Linux Data Center Solutions from Novell
Business White Paper
Novell Adds Value to your Data Center with Linux
Linux has found its way into the IT infrastructure of most businesses and is already part of the modern data center. Now, with Novell® leadership, Linux gives you more options for your data center than ever before. Novell delivers data center software that is open, secure and global, and with SUSE® Linux Enterprise, Novell addresses some of the most crucial pain points of your business—giving you real choice.
Linux in the Modern Enterprise Data Center
Choice plays a key role in keeping today's businesses agile and profitable. With the emergence of enterprise-class service and support for Linux distributions, businesses now have a competitive choice of operating systems to put in their data centers to run infrastructure services, workgroup computing and mission-critical applications.
Choice plays a key role in keeping today's businesses agile and profitable. With the emergence of enterprise-class service and support for Linux distributions, businesses now have a competitive choice of operating systems to put in their data centers to run infrastructure services, workgroup computing and mission-critical applications. Until recently, organizations typically aligned themselves with a proprietary operating system—a partnership that meant vendor lock-in, high total cost of ownership (TCO) and lowered return on investment (ROI). With its fully supported SUSE Linux Enterprise 10, Novell levels the playing field and frees you from single-vendor constraints in your data center. This paper discusses the Linux advantage in key areas such as availability and scalability, management, security and software licensing - all of which have direct bearing on the operational integrity of your data center.
From its inception, Linux has been free to download and use. Although the landscape is dotted with multiple distributions, the core developmental philosophy has remained consistent. A highly capable global community of developers maintains and improves the Linux kernel, yielding a robust, reliable, scalable and highly secure product through a constant process of peer review. The collaborative and open nature of the development process makes Linux an excellent value compared to proprietary operating systems.

• **EXTRACTED DATA**
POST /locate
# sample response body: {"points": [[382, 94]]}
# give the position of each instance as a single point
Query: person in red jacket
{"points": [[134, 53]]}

• **EXERCISE AIM**
Continue the white paper on Linux in the data center, starting right after its last sentence.

• **RESULT**
The modern enterprise is a heterogeneous mix of proprietary and open source technologies. Even in enterprises that have "standardized" on Microsoft* or UNIX*, it is common to have other operating systems fill niche roles. Whether they are hosting a clustered database, an HPC environment, ERP solution or CRM package, these systems require the same management attention as the other systems, albeit from highly skilled staff members. This mixture of technologies and operating systems in the modern data center fosters an environment that is complex, expensive, difficult to manage and even more challenging to secure. The licensing costs, proprietary hardware costs, disparate management tools and staffing required to support the distinct operating systems lead to substantial expense, driving up the total cost of ownership for your data center. The management of security creates additional expense through such activities as patch deployment and virus and intrusion detection and cleanup. For these reasons, Linux has begun its migration from the edge of the infrastructure to the mission-critical core.
The earliest uses of Linux in the enterprise were for non-mission-critical roles, usually file/print and networking services such as DNS/DHCP. But with the growing maturity of the operating system and its support ecosystem, Linux is assuming a wider range of roles, including mission-critical ones previously reserved for proprietary operating systems.
With the availability of commodity hardware in the '90s, IT departments began segregating applications on separate servers to allow them exclusive access to the available hardware resources. But the low-cost hardware and dedicated server philosophy has resulted today in server sprawl and a lack of overall utilization. On average, IT managers are seeing 5- to 15-percent utilization of these systems. Electrical consumption costs (which includes HVAC), management costs and licensing across hundreds of servers creates an unreasonably high TCO and lowered ROI.
Enter Linux. Its modular design and open source development address the concerns of the modern heterogeneous enterprise in a number of ways. SUSE Linux Enterprise from Novell decreases TCO and increases ROI with innovative technologies in four main areas:
- Utilization
- Management
- Security
- Licensing
It's time to see how SUSE Linux Enterprise 10 can add value to your business.
Increased Utilization
SUSE Linux Enterprise from Novell decreases TCO and increases ROI with innovative technologies in the main areas utilization, management, security and licensing.
In today's highly competitive and global business environment, IT managers must constantly do more with less. This pressure has spawned a trend in modern computing—server consolidation. Successful server consolidation can mitigate low utilization and server sprawl, both of which can negatively affect operational costs. The benefits of consolidation are independent of company size or industry and are vital to organizations whose IT departments need to reduce costs. The process of condensing resources to fewer physical servers while simultaneously satisfying existing SLAs and planning for eventual scale-out and -up initiatives has never been so important.
SUSE Linux Enterprise 10 ships with a comprehensive set of administration, configuration and deployment tools to ease the burden of systems and subscription management.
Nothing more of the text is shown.